» Exercise instructions
Starting at the line that contains "Segment each target" and ending at the line that contains "22L15 0L9 1090L230", rewrite those lines with "rough mask" switched to "coarse mask" throughout, changing nothing else.
Supplied material START
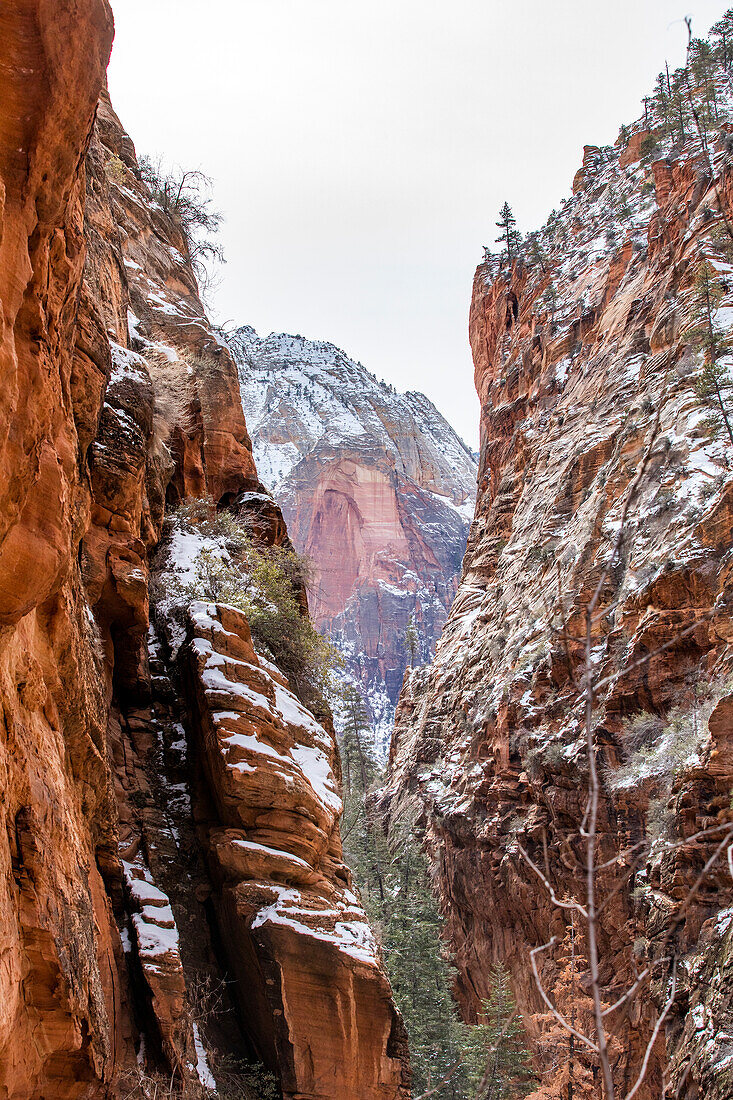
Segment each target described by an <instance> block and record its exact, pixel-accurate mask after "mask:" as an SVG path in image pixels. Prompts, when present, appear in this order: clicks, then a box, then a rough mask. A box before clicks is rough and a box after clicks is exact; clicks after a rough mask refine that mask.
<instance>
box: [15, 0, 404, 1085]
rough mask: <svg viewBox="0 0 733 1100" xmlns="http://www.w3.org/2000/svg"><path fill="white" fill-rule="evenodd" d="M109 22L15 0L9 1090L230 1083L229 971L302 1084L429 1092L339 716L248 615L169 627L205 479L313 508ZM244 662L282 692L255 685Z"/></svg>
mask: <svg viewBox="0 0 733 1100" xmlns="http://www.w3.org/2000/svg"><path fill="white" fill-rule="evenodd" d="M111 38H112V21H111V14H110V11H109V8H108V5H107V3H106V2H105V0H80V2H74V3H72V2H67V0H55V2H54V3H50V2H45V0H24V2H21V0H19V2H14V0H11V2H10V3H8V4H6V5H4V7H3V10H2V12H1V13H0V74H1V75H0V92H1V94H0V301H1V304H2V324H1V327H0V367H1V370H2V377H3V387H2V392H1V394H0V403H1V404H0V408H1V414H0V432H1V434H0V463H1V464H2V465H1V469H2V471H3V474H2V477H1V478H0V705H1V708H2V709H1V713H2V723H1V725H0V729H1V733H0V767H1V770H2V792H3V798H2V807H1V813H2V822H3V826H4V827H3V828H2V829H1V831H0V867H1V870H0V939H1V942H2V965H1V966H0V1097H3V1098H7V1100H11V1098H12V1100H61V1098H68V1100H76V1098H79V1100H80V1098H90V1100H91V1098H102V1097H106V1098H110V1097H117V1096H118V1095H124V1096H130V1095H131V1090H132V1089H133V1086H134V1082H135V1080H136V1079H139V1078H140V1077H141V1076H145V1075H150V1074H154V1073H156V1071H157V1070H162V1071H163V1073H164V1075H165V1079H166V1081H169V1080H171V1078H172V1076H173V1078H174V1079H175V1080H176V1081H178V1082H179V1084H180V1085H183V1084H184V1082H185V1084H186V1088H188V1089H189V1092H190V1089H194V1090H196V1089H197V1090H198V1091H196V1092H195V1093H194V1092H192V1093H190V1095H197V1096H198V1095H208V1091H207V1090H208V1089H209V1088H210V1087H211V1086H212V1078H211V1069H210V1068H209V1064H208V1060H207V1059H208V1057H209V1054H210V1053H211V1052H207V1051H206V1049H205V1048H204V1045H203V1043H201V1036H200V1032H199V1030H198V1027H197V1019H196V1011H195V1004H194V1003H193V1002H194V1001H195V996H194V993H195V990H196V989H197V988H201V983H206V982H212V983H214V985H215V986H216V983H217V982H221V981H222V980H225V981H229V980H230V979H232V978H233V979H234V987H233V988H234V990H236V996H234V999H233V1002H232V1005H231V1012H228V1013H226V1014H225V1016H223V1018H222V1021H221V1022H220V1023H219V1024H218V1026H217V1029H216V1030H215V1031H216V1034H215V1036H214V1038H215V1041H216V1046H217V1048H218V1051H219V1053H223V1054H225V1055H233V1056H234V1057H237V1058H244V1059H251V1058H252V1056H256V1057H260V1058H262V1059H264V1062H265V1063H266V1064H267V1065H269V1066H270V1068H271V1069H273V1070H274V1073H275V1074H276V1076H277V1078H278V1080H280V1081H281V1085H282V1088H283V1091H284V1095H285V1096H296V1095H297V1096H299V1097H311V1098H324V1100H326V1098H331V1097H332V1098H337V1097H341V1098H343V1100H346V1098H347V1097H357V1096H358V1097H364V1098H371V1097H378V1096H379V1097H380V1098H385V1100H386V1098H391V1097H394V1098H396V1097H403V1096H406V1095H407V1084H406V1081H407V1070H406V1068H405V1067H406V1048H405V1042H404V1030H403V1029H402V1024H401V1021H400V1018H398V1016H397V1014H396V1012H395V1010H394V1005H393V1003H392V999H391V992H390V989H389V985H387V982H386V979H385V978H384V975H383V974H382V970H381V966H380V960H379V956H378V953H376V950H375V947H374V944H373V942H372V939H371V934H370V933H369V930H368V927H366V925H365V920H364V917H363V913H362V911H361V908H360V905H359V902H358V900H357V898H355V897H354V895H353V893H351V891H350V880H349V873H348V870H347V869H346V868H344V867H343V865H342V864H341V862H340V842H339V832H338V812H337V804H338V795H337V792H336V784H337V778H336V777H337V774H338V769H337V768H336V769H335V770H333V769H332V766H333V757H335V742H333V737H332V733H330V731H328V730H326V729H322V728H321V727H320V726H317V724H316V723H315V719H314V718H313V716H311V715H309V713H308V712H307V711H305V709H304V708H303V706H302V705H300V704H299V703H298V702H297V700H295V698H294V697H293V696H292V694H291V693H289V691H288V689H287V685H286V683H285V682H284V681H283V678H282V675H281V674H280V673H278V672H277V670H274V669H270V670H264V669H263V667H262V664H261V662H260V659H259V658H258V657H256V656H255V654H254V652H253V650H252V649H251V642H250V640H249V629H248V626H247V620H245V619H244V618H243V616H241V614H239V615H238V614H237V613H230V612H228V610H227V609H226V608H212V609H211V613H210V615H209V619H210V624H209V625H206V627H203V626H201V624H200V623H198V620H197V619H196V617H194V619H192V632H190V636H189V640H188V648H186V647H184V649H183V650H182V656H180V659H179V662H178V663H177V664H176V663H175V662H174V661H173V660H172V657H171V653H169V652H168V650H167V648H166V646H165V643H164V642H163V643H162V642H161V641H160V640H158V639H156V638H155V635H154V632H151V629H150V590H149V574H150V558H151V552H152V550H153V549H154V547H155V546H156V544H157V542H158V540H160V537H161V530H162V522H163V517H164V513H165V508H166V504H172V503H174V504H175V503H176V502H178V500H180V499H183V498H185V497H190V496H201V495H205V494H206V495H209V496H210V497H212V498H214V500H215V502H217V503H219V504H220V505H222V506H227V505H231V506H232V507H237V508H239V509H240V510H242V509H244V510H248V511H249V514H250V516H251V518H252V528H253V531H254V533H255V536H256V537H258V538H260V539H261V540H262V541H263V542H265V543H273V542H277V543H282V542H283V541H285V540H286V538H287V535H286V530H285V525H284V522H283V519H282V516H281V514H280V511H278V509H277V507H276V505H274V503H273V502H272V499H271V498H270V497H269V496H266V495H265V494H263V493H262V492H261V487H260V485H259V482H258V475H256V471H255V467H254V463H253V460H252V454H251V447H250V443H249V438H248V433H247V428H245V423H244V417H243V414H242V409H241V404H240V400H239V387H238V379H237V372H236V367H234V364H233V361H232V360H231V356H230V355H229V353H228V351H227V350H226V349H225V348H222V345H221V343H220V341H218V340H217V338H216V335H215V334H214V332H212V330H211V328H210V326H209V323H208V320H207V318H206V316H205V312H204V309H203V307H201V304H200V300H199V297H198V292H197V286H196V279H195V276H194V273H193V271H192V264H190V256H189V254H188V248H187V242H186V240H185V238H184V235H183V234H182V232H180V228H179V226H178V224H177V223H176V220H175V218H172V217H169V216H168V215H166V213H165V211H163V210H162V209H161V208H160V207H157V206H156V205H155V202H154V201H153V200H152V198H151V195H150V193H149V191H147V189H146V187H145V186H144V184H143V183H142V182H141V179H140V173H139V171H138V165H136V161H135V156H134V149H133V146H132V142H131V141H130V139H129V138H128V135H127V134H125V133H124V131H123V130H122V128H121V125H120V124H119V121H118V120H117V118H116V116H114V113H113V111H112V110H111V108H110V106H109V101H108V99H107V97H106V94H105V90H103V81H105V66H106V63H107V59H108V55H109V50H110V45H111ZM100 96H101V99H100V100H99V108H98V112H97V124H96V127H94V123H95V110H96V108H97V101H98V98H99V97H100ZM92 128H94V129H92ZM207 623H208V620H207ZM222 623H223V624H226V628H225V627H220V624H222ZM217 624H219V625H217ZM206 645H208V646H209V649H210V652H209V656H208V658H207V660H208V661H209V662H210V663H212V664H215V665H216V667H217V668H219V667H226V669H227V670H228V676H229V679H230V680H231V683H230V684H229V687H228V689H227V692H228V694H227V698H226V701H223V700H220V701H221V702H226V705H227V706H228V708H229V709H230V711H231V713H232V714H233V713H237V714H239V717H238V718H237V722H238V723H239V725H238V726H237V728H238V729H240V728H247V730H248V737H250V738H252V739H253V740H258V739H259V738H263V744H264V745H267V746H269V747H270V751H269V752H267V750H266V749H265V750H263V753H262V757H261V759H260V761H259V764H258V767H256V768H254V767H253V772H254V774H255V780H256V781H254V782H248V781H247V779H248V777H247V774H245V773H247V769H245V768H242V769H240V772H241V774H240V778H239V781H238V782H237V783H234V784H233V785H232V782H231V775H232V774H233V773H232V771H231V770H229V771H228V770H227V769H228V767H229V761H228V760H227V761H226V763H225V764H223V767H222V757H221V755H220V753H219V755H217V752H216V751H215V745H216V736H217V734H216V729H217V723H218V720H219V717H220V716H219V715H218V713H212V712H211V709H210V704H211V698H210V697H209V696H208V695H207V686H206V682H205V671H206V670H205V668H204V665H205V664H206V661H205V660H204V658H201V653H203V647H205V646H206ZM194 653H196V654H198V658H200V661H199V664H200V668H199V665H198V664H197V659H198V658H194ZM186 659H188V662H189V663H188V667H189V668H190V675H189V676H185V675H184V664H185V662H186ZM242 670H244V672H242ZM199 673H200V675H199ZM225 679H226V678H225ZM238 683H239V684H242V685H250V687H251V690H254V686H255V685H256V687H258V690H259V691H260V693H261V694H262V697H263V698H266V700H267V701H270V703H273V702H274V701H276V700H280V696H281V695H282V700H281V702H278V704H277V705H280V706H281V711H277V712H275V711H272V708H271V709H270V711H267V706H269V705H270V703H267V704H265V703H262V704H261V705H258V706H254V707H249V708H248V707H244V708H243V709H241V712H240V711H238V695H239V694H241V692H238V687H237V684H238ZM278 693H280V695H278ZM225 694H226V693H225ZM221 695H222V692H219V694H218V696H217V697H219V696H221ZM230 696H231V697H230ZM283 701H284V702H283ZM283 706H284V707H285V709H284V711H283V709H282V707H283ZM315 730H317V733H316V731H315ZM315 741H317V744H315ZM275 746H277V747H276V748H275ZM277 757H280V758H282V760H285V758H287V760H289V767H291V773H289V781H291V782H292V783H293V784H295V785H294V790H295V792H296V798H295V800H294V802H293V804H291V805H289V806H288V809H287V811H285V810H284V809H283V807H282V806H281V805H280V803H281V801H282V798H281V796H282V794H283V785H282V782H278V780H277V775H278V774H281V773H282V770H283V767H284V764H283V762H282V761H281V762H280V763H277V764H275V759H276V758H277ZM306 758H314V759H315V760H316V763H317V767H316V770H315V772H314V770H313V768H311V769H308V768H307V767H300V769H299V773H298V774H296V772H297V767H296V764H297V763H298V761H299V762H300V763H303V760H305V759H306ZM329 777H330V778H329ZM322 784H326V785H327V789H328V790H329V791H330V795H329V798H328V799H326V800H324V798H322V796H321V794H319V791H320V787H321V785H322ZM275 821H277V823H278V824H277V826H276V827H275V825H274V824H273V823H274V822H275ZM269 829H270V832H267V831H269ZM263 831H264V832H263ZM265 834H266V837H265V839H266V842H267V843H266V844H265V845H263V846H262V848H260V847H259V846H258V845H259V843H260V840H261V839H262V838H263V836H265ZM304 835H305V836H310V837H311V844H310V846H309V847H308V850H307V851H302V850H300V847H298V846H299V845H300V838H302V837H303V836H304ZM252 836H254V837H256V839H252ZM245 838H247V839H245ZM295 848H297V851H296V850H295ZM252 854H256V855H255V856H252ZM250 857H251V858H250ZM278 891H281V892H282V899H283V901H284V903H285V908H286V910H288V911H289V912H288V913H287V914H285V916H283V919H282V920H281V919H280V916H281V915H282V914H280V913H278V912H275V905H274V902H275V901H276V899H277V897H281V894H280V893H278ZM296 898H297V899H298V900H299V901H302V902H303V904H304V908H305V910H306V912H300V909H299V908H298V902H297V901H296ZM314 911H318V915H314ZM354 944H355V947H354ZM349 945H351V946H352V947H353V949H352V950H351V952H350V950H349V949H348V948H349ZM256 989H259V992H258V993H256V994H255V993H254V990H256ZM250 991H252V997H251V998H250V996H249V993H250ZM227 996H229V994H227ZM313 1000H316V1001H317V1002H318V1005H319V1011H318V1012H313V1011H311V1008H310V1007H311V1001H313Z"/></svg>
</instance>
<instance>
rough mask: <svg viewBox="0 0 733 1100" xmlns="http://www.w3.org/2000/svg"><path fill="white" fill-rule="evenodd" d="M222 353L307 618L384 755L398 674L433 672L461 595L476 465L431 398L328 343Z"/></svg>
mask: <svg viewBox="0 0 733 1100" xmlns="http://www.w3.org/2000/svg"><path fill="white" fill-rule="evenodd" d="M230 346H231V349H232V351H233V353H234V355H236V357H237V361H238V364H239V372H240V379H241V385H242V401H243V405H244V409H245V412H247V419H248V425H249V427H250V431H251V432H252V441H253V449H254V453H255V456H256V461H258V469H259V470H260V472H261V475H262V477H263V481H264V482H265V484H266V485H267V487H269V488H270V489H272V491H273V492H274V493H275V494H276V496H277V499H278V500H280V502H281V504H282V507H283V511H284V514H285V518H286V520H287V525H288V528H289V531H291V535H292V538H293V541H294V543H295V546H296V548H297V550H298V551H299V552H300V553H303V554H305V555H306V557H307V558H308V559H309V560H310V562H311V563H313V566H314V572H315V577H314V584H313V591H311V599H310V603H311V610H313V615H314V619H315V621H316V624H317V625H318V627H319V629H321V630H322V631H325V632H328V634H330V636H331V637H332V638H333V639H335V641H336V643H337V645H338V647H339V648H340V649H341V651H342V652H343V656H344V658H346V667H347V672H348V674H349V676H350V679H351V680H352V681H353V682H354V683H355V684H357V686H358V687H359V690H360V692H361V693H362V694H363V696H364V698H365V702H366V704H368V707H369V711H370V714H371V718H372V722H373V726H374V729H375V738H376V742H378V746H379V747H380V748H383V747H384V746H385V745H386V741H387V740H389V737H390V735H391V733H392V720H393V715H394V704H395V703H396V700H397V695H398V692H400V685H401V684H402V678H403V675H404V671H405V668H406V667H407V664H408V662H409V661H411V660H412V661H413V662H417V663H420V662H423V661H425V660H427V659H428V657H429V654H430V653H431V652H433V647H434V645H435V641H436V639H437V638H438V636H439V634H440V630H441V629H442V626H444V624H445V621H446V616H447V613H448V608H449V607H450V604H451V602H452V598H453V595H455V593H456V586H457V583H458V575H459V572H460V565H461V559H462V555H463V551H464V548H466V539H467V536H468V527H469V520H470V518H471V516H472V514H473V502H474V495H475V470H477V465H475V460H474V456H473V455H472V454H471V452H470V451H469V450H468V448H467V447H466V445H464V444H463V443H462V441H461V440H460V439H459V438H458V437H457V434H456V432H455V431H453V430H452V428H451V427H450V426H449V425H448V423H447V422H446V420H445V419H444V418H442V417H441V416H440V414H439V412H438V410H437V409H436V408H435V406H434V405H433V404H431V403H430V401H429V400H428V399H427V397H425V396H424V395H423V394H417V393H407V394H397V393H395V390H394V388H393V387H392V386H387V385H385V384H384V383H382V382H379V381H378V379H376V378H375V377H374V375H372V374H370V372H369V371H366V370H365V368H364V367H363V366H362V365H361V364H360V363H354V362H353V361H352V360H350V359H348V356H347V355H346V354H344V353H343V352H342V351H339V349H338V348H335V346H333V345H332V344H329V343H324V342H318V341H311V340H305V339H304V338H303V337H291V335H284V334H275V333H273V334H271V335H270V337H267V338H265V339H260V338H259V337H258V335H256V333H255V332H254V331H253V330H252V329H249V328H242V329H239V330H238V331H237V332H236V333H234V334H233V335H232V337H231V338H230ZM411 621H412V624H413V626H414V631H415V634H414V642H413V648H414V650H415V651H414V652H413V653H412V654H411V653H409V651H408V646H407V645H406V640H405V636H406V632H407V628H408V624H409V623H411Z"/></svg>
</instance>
Supplied material END
Supplied material START
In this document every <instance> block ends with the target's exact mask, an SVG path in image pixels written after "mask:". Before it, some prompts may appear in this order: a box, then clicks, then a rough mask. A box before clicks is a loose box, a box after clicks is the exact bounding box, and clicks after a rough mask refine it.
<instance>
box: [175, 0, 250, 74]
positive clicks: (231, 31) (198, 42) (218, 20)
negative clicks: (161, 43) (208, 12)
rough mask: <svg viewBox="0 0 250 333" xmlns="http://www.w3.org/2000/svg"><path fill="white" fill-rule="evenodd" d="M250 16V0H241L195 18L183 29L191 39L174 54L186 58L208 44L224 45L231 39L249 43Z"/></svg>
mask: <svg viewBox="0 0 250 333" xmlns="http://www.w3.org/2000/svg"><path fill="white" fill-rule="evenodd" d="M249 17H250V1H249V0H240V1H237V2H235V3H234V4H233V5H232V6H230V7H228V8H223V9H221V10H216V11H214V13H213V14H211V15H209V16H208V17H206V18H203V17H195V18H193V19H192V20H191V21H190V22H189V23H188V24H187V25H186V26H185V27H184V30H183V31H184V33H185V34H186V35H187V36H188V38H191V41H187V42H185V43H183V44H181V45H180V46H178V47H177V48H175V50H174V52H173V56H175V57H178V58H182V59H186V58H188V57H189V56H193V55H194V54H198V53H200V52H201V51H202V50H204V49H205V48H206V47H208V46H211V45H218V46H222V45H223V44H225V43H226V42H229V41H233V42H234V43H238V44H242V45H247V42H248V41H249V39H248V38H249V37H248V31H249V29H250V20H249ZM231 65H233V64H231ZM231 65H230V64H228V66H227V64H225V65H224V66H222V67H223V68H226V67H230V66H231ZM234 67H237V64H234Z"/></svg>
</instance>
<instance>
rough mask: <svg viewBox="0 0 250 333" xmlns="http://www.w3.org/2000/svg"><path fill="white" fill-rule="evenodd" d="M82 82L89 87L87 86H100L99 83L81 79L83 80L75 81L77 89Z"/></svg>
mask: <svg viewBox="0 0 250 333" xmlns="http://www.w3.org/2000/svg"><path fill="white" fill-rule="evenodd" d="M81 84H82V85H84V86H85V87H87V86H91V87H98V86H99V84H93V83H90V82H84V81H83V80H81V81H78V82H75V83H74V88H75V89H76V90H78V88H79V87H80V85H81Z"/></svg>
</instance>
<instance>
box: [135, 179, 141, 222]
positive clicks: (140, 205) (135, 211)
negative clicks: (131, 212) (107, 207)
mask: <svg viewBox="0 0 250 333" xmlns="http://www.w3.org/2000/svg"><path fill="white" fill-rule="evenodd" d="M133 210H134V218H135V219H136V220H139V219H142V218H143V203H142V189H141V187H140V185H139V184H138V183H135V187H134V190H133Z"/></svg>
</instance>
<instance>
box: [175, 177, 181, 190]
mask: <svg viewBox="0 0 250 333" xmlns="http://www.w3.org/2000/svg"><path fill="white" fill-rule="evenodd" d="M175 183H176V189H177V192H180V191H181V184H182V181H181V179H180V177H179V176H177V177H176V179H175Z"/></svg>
Supplied material END
Supplied material START
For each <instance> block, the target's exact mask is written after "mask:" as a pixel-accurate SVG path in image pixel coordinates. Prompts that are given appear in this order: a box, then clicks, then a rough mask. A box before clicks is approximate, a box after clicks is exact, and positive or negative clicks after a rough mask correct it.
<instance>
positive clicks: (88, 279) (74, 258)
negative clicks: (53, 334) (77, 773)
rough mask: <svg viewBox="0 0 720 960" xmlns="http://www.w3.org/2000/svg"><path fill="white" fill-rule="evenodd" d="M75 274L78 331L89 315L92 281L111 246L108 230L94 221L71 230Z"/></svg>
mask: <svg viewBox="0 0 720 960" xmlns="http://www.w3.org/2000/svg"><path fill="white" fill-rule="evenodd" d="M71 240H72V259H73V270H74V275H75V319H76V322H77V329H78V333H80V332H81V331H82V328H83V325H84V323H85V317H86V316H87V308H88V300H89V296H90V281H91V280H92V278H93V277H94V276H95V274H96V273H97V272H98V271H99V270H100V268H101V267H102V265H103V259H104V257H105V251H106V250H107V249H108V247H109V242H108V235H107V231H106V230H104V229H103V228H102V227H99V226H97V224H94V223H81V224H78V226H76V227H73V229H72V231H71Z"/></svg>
Supplied material END
» Reply
Segment each target described by an <instance> block and record its exact, pixel-accurate mask after "mask:" as an SVG path in image pixels. Prompts, when present, appear in this order: clicks, then a box, then a coarse mask. A box before clicks is rough and a box after clicks is exact; clicks after a coarse mask refine that mask.
<instance>
box: [15, 0, 404, 1085]
coarse mask: <svg viewBox="0 0 733 1100" xmlns="http://www.w3.org/2000/svg"><path fill="white" fill-rule="evenodd" d="M109 22L15 0L9 1090L230 1083L229 971L302 1084L429 1092L339 716L248 615L169 627L205 479L313 508ZM244 662L282 692L255 685Z"/></svg>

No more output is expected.